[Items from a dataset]
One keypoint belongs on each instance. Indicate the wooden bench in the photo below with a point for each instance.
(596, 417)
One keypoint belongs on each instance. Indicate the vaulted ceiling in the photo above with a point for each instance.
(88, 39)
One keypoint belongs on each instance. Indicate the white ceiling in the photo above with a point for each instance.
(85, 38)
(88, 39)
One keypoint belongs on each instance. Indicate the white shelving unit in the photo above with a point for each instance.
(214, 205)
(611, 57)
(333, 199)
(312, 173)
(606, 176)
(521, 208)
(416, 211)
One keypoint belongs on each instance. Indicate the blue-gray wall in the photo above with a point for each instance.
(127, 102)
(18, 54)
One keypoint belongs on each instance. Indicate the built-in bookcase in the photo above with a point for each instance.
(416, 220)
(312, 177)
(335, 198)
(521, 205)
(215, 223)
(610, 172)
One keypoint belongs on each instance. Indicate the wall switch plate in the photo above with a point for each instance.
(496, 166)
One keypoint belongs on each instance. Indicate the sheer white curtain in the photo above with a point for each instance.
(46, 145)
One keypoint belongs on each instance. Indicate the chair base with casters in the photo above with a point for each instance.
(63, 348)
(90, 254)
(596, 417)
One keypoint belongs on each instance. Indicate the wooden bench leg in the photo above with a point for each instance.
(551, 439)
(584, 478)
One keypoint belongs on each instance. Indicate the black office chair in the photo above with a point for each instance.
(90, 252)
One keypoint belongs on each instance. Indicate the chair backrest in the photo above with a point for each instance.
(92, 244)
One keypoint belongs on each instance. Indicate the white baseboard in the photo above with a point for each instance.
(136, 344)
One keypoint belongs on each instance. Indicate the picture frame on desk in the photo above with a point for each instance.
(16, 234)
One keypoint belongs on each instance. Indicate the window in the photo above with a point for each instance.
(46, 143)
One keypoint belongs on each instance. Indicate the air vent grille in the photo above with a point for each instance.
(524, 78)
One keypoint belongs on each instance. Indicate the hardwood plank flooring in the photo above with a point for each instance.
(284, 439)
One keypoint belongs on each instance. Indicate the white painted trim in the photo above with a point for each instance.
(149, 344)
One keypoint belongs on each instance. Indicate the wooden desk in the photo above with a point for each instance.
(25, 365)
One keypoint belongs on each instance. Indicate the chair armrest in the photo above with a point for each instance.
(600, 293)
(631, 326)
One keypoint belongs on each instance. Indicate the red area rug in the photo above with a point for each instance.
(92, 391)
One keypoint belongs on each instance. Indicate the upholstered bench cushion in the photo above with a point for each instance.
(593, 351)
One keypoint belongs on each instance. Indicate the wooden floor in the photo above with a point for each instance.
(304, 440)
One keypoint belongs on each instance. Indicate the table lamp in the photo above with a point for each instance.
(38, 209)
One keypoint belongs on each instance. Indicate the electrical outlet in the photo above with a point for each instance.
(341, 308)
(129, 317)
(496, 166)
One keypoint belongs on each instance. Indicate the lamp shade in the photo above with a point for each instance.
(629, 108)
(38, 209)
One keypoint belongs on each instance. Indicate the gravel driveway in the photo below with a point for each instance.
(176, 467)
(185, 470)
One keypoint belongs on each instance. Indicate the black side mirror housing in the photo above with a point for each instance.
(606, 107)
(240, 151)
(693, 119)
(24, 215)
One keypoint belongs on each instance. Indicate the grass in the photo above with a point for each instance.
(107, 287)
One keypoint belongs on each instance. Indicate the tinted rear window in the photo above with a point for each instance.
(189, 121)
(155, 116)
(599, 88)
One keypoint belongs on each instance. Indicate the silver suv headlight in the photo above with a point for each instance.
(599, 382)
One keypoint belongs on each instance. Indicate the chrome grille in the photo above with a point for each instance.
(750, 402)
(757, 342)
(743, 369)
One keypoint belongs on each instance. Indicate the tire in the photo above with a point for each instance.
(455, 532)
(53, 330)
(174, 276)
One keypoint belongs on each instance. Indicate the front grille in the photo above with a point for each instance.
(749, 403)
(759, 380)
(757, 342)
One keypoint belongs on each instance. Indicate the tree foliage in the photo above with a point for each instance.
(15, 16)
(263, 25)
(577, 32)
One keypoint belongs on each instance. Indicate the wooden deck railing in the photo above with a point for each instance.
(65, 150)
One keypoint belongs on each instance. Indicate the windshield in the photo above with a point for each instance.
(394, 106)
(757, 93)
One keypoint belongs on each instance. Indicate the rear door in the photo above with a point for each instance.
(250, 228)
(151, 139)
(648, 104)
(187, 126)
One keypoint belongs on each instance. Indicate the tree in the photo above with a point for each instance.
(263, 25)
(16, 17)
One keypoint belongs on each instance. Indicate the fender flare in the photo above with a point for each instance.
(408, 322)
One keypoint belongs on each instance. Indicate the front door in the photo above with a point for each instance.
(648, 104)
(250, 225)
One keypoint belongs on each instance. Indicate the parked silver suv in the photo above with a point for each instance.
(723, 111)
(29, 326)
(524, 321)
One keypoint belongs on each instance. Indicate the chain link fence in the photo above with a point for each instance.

Goal: Repeat the data above, word for word.

Task solution:
One keypoint belongs on each instance. Indicate the wooden bench in the photo below with a point for each instance.
(596, 417)
One keypoint belongs on each instance. Indicate the vaulted ceiling in the photo above with a point for each instance.
(88, 39)
One keypoint belongs on each instance. Indicate the white ceiling in the photo above with a point for each instance.
(85, 38)
(88, 39)
One keypoint belongs on each instance. Indicate the white shelving unit in the photo above with a point for each instance.
(214, 205)
(611, 57)
(333, 199)
(312, 173)
(606, 176)
(521, 208)
(416, 211)
One keypoint belongs on each instance. Indicate the blue-gray wall in the photo above with a point for each instance.
(127, 102)
(18, 54)
One keypoint belongs on each instance. Indicate the built-in bookcase in the photo above with a point for each instance.
(416, 220)
(312, 177)
(335, 198)
(521, 205)
(215, 223)
(610, 172)
One keypoint belongs on each instance. Indicate the wall switch plate in the photo above with a point for each instance.
(496, 166)
One keypoint belongs on each instance. Indicate the sheer white curtain in the photo above with a point for each instance.
(46, 145)
One keypoint belongs on each instance. Indicate the chair base with casters in the photo above with a point for each instance.
(63, 348)
(90, 254)
(596, 417)
One keypoint belongs on each instance. Indicate the wooden bench leg in the photo above with a point for each instance.
(551, 439)
(584, 478)
One keypoint belongs on each instance. Indicate the black office chair in the photo above with a point for each instance.
(90, 252)
One keypoint belongs on each instance. Indicate the chair backrest in the photo above with a point for each instance.
(92, 244)
One keypoint belongs on each instance. Indicate the white baseboard in the photo above with a point for each instance.
(136, 344)
One keypoint belongs on each instance. Indicate the picture frame on desk in the photo above with a point for each instance.
(16, 234)
One keypoint belongs on each instance. Indicate the window in the photo above with a point for each instance.
(46, 143)
One keypoint belongs on each instance. Indicate the air vent grille in the photo above with a point for each instance.
(524, 78)
One keypoint belongs on each instance. Indicate the hardwood plank flooring in the photo above with a point for each instance.
(284, 439)
One keypoint belongs on each instance. Indicate the white painted trim in the photo above with a point for each instance.
(149, 344)
One keypoint belongs on each instance. Indicate the wooden desk in the photo above with a point for each instance.
(25, 365)
One keypoint belongs on each instance. Indicate the chair armrest in the photo above with a point for each instance.
(600, 293)
(631, 326)
One keypoint belongs on each instance. Indicate the red area rug in the photo above with a point for each instance.
(92, 391)
One keypoint belongs on each instance. Indicate the upholstered bench cushion in the photo above with a point for each instance.
(593, 351)
One keypoint belongs on each instance. Indicate the wooden floor in the photo above with a point for each instance.
(304, 440)
One keypoint belongs on each instance. Indicate the table lamp in the photo above with a point for each instance.
(38, 209)
One keypoint belongs on each instance. Indicate the electrical outlet in the photo above with a point for each instance.
(341, 308)
(129, 317)
(496, 166)
One keypoint belongs on each instance. Indicate the lamp shade in the photo above with a point for each instance.
(629, 108)
(38, 209)
One keypoint belongs on each instance. Indicate the gravel driveway in the photo below with a point for each instance.
(176, 467)
(185, 470)
One keypoint belongs on each instance. Indicate the black side mirror housing in the photo above with a point for each instance.
(606, 107)
(240, 151)
(693, 119)
(24, 215)
One keypoint belongs on each instance. Indicate the grass in the photo above with a point for each instance.
(107, 287)
One keypoint belongs on each instance. Indicate the tinted rear window in the photo above with a point for each instance.
(189, 121)
(155, 116)
(599, 88)
One keypoint belongs on each instance. Indicate the silver suv headlight in the photo above with a point for each instance.
(599, 382)
One keypoint belongs on each instance. Indicate the chrome grille in the photo above with a point for each instance.
(750, 402)
(757, 342)
(743, 369)
One keypoint belongs on each instance. Indicate the tire in the photo above with a point for each instance.
(455, 532)
(53, 330)
(174, 276)
One keypoint belongs on each instance. Indicate the front grille in the photo above with a point for each instance.
(749, 403)
(759, 380)
(757, 342)
One keypoint belongs on each instance. Indicate the tree foliage in the photo above with a point for each instance.
(15, 16)
(263, 25)
(577, 32)
One keypoint belongs on each instance. Indicate the wooden deck railing in the photo above with a point for each instance.
(65, 150)
One keypoint belongs on each instance. Indicate the windshield in the photo above with a point for each instance.
(394, 106)
(757, 93)
One keypoint belongs on each instance. Indicate the rear door in the photo above with a point for each instance.
(250, 228)
(151, 139)
(648, 104)
(187, 126)
One keypoint belongs on each instance. Indicate the tree in the photo above with a point for each instance.
(263, 25)
(16, 17)
One keypoint belongs on each instance. Indicate the fender flare in the photo above with a point for each instance.
(408, 322)
One keypoint belongs on each instance. Indicate the front door in the photo above with a point for each instance.
(648, 104)
(250, 225)
One keypoint belongs on each instance. Indicate the parked silver suv in the photo above with a point for each instance.
(723, 111)
(29, 326)
(524, 321)
One keypoint belongs on each instance. Indicate the chain link fence in the photo above with a point for each instance.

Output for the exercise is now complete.